▶ **Instruction**: Please count the lines in the entries below that contain the word "wooden", and reply with only that number.

***** Task data

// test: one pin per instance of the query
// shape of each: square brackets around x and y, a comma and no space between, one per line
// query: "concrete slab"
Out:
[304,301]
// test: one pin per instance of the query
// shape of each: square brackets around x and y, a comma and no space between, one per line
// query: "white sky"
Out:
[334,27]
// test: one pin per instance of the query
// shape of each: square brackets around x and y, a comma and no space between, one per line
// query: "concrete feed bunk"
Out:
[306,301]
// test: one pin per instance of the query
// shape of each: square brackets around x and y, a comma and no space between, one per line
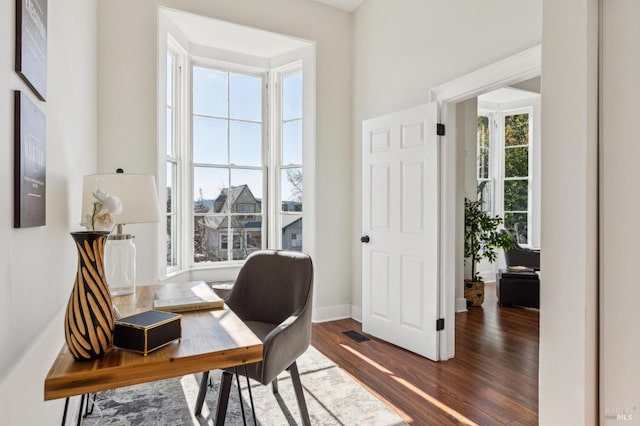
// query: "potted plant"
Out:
[481,241]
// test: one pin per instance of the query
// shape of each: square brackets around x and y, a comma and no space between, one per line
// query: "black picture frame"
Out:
[31,44]
[30,163]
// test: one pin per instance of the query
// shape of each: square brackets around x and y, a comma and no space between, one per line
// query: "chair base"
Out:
[225,389]
[518,288]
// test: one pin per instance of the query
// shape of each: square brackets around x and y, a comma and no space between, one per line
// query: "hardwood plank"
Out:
[493,378]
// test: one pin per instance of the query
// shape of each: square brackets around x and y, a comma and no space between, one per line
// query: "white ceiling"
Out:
[204,31]
[507,94]
[348,5]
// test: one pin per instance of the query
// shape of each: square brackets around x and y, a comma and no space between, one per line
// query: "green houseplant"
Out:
[482,239]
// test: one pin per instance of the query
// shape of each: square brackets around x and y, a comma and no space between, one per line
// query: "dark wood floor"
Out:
[492,380]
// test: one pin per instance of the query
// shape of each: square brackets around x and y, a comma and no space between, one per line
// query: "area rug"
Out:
[333,398]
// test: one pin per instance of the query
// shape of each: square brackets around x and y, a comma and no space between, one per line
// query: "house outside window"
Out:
[241,130]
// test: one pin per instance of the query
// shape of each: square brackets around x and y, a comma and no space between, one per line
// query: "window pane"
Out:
[516,195]
[245,143]
[210,92]
[207,238]
[291,232]
[516,130]
[171,179]
[292,142]
[245,97]
[172,241]
[485,194]
[292,96]
[483,131]
[483,164]
[209,189]
[169,80]
[247,238]
[246,191]
[516,162]
[209,140]
[517,222]
[169,135]
[291,189]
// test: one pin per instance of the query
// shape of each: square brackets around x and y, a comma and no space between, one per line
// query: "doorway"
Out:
[515,69]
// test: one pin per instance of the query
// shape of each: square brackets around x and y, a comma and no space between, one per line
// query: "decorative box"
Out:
[147,331]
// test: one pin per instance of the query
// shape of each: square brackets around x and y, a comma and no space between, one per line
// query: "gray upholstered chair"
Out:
[520,256]
[272,295]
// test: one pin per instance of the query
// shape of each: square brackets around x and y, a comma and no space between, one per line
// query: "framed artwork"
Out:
[29,164]
[31,44]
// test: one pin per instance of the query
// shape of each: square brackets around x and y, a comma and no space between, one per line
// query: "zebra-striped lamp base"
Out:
[89,318]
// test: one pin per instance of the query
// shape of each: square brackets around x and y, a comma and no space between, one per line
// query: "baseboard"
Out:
[461,304]
[356,313]
[331,313]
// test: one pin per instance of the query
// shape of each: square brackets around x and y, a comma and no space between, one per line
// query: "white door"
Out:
[400,208]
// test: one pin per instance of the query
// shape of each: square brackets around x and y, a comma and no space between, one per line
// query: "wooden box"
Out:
[147,331]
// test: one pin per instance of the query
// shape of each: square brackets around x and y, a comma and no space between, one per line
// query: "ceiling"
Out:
[507,94]
[204,31]
[348,5]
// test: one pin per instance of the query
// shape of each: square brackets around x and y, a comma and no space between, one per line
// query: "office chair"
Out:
[272,295]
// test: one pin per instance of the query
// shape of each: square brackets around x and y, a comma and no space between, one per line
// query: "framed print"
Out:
[29,164]
[31,44]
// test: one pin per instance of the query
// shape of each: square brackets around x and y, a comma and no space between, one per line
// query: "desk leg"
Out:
[64,413]
[253,411]
[202,392]
[244,420]
[81,410]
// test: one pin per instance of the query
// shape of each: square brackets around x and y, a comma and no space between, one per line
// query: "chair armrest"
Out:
[283,345]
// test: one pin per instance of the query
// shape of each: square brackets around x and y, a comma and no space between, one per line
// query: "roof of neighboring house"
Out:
[289,220]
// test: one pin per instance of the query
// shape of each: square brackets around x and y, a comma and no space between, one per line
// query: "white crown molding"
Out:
[514,69]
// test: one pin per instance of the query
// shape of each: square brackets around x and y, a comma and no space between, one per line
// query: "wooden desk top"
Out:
[210,340]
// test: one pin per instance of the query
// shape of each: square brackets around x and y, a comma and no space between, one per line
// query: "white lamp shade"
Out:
[136,191]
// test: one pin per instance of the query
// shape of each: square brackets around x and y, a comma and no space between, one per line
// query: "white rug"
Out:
[332,397]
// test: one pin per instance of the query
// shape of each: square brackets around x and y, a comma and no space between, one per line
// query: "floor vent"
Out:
[354,335]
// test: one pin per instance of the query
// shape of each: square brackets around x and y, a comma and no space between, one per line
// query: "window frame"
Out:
[229,68]
[276,212]
[179,130]
[530,106]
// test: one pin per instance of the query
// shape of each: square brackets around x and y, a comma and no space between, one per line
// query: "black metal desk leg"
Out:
[244,420]
[80,411]
[202,392]
[253,411]
[64,413]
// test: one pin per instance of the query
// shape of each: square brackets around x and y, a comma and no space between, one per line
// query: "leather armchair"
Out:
[273,296]
[520,256]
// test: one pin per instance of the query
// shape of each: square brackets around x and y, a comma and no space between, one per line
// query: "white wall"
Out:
[38,265]
[568,291]
[127,114]
[404,48]
[619,206]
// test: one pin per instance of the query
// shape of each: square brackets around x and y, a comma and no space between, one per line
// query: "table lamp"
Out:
[139,205]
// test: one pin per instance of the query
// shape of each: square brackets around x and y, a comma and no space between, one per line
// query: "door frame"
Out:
[511,70]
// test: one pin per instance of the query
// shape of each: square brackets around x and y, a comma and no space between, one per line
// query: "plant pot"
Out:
[89,319]
[474,292]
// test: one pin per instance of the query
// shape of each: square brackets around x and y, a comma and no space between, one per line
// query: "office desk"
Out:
[210,340]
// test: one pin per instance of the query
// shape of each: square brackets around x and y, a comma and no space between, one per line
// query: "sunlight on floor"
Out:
[431,400]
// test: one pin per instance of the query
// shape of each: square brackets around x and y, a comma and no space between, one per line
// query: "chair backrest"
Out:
[514,241]
[273,285]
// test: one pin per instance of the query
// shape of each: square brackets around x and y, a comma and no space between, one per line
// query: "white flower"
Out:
[101,219]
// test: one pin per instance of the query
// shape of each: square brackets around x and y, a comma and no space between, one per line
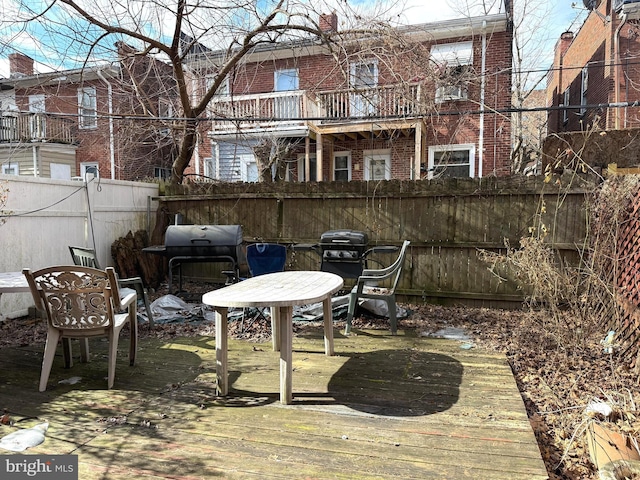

**********

▶ **Result of the exercise**: 2